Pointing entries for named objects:
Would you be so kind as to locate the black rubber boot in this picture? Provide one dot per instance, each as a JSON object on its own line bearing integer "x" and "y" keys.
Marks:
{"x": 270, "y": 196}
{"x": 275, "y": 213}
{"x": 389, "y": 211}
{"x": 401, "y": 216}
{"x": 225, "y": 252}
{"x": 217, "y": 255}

▶ _Problem details_
Rewrite every line of the data above, keeping the requests. Shift each x and y coordinate in the answers by adding 124 to it.

▶ _Result_
Would you be so kind as to locate the black rubber boot in this picture? Provide one dot per instance, each as a JSON object on its own line bearing integer "x" and "y" keys.
Marks:
{"x": 394, "y": 320}
{"x": 399, "y": 337}
{"x": 513, "y": 335}
{"x": 525, "y": 340}
{"x": 349, "y": 376}
{"x": 341, "y": 379}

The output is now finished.